On April 4, Blake turned to the Net for help. She decided to go "outside the system," posting her story in an online forum and e-mailing everyone she knew. Dawson was on the list. She'd been one of his "irregulars" -- people who occasionally tip him off to technology news -- and since he'd known Blake for about three years, the plea carried credence. She seemed like the perfect first candidate.

Marcia Blake is in a dire situation, that much is certain. But a closer look at the details of her case reveal that it's not as simple as the e-mail makes it out to be.

Kaiser Permanente confirms that Marcia Blake is no Kaycee Nicole: She does indeed exist, a spokesman says. According to Kaiser, Blake had hip surgery last year and scheduled another appointment with a surgeon, which was cancelled, as Blake claims. Kaiser says that the appointment was for a consultation about the surgery, while Blake argues that the surgery itself was scheduled for late August. Both sides agree that the doctor cancelled the appointment days before Blake left for Santa Fe, leaving her without nearly enough time to reschedule.

But Dawson may have gone too far when he wrote in his e-mail, "She moved back to New Mexico, uninsured and uninsurable." He says he got this information from Blake, and never tried to verify it, figuring that his friend's version of the facts must be true. Had Dawson dug around more, he would have found a slightly different story. Both Kaiser and Blake (who clarified her situation in a telephoned interview) agree that she didn't actually leave uninsured. Blake was covered (under COBRA) through Oct. 1, two months after she left California.

════════════════

▸ Required tasks
1) In the passage about Marcia Blake's case, through what date was Blake covered under COBRA?
2) Echo the passage about Marcia Blake's case, starting at "On April 4, Blake" and ending at "it out to be.".
3) Write what comes next in the passage about Marcia Blake's case, picking up after its final sentence.
These lines are drawn from a separate source, not from the passage about Marcia Blake's case.

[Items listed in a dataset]

════════════════

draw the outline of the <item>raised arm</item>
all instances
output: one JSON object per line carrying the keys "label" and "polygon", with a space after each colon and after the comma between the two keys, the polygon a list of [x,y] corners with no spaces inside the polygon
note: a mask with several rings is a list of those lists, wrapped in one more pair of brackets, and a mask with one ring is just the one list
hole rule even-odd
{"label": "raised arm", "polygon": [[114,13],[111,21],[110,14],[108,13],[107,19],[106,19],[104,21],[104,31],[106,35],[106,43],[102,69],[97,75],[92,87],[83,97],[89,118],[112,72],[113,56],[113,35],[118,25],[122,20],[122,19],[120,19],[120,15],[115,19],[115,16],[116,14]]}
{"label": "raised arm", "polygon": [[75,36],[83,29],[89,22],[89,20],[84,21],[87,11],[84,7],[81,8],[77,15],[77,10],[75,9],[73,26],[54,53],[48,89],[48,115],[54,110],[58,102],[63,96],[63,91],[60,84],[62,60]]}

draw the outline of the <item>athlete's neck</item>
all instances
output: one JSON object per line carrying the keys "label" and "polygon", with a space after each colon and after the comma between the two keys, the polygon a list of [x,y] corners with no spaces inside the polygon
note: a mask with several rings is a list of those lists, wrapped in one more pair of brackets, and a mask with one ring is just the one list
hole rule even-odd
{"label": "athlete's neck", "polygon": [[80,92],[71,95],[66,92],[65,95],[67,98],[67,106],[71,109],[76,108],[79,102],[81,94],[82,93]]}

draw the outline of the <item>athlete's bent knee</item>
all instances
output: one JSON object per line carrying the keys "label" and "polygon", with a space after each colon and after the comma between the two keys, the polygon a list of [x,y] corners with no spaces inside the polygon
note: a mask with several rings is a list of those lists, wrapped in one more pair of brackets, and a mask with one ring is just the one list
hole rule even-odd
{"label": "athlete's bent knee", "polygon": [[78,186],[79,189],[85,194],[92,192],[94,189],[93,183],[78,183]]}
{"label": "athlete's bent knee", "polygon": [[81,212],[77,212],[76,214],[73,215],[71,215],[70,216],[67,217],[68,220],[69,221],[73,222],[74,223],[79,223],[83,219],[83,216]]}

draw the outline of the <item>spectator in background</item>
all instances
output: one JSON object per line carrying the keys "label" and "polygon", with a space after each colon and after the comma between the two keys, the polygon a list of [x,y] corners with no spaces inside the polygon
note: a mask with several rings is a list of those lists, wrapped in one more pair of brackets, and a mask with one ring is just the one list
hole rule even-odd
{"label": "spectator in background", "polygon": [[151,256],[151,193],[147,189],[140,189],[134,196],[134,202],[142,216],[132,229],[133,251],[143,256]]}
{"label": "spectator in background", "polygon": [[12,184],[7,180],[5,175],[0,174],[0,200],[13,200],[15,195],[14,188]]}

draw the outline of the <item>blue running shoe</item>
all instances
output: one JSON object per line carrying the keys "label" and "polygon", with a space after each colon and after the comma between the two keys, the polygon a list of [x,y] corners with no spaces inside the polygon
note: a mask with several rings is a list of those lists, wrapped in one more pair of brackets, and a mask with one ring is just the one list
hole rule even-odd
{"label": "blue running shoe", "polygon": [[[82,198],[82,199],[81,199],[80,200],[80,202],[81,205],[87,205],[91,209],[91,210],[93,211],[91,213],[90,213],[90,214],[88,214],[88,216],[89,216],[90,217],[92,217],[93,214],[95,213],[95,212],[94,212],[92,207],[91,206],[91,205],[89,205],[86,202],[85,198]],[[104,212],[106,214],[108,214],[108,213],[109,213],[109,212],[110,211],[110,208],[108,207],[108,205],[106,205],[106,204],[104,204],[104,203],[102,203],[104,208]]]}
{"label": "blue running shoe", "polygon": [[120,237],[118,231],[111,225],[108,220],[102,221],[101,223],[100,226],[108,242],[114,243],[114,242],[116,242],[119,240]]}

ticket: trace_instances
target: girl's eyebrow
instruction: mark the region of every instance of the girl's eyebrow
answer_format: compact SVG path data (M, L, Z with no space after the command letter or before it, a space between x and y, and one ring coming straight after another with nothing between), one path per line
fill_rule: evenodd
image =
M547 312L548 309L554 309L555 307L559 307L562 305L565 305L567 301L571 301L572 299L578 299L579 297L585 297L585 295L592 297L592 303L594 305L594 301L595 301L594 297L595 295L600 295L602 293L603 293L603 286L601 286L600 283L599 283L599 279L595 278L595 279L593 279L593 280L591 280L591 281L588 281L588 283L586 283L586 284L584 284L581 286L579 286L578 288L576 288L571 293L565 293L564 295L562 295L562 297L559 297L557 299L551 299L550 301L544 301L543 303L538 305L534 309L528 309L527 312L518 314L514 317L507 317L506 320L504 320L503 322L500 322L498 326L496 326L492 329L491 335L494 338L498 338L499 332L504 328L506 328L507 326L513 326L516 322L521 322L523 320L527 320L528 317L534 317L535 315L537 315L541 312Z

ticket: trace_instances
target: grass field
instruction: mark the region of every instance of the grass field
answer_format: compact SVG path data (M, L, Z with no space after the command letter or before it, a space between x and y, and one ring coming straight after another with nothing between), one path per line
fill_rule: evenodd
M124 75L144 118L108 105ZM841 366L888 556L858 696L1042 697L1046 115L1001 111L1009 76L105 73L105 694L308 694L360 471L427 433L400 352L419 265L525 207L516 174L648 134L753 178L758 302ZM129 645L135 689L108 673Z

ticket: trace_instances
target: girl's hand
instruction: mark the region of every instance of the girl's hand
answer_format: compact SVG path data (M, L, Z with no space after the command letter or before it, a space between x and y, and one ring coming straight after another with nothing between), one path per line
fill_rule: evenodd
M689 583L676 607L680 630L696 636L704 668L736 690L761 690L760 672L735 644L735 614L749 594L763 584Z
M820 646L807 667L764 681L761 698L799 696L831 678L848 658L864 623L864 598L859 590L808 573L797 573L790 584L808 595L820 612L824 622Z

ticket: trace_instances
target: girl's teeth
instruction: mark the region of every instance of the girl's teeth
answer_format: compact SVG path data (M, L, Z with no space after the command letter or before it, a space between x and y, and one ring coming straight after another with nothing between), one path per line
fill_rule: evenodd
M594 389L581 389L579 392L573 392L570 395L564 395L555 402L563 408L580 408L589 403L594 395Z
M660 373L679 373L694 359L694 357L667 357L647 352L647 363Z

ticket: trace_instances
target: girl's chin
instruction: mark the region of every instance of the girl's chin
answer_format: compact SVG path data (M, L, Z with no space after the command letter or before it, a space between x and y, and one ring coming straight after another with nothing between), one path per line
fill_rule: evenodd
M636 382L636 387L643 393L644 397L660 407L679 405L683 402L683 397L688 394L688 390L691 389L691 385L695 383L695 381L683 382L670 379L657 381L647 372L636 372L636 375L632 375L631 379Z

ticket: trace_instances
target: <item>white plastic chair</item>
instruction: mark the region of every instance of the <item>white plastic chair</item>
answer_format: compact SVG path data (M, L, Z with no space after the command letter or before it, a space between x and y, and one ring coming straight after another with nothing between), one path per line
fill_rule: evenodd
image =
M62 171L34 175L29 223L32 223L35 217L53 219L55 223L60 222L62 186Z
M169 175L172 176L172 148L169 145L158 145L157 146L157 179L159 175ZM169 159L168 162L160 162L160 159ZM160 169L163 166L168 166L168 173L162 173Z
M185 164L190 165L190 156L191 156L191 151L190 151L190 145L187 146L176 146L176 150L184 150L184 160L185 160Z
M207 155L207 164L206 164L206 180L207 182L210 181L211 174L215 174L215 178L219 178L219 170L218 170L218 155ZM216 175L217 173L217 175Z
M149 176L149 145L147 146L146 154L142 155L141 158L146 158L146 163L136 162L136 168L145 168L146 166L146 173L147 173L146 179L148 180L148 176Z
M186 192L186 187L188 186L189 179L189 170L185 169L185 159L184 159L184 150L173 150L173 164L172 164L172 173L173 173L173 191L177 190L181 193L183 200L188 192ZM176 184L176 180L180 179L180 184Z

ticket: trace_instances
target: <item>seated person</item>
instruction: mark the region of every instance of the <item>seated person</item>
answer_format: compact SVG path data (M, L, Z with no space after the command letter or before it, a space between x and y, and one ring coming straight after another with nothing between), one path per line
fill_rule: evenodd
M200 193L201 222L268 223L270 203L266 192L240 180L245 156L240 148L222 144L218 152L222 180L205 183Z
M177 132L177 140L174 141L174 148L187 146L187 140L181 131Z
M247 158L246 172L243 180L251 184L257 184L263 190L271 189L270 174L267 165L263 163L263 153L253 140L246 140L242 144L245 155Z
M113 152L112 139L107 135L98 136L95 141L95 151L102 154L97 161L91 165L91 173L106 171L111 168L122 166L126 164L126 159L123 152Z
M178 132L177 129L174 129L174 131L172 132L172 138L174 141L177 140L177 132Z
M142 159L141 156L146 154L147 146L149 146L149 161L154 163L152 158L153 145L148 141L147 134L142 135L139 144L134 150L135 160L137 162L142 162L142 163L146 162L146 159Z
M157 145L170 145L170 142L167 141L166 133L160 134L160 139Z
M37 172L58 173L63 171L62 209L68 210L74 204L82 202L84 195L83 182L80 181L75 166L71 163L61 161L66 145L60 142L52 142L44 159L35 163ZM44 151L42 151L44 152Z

════════════════

▸ Responses by item number
1) Oct. 1

2)
On April 4, Blake turned to the Net for help. She decided to go "outside the system," posting her story in an online forum and e-mailing everyone she knew. Dawson was on the list. She'd been one of his "irregulars" -- people who occasionally tip him off to technology news -- and since he'd known Blake for about three years, the plea carried credence. She seemed like the perfect first candidate.

Marcia Blake is in a dire situation, that much is certain. But a closer look at the details of her case reveal that it's not as simple as the e-mail makes it out to be.

3)
Why didn't she reschedule the appointment while she was still covered? Blake says she didn't bother because she believed that she'd be covered until December, because she was busy trying to rebuild her own business after leaving a start-up, and because she didn't yet know that waiting would increase her chances of losing the ability to walk. Still, she could have flown back to San Diego, and Kaiser says it would have paid for the surgery that she wanted, a point that she did not mention in her original online plea and that Dawson failed to discover.

As for the "uninsurable" claim, the Health Insurance Portability and Accountability Act, which Congress passed in 1996, prohibits insurers from denying coverage based on preexisting conditions. Blake says that she used the word "uninsurable" because she heard HMOs don't comply with the law, and that even if they do, they won't pay to fix something that another doctor allegedly screwed up.

Blake has formally approached only one HMO, Lovelace, and while she failed to determine whether it would cover more hip surgery, she admits that it did offer to cover her. Lovelace wouldn't comment on Blake's claims, but noted that coverage is determined on a case-by-case basis, and that it is possible to get coverage for pre-existing conditions. Blake says the premium Lovelace quoted was steep -- at least $1,200 per month. But even at that rate, two years of coverage would still be cheaper than surgery.

Unlike the Kaycee Hoax, this is not a case of deliberate deceit. Bewildered by the bureaucracy of a giant HMO, a move, a job change and a potentially crippling injury, it's no wonder Blake found herself in such a state; her omissions don't impugn her honesty so much as show the level of her desperation. Indeed, none of these details diminish the fact that Blake's case is tragic, nor do they suggest that Blake doesn't need help, fast.

Dawson, meanwhile, can hardly be blamed for taking a friend's word. But his oversights illustrate a larger problem.

In an environment full of doubting Thomases, even minor omissions and unintentionally glossed-over facts only reinforce the skepticism that the Kaycee affair and similar hoaxes have instilled among Web users. If Net users are ever to overcome their tendency to view all sob stories as scams, it may take some rigorous application of the old saw, "Trust -- but verify."


By Damien Cave

Damien Cave is an associate editor at Rolling Stone and a contributing writer at Salon.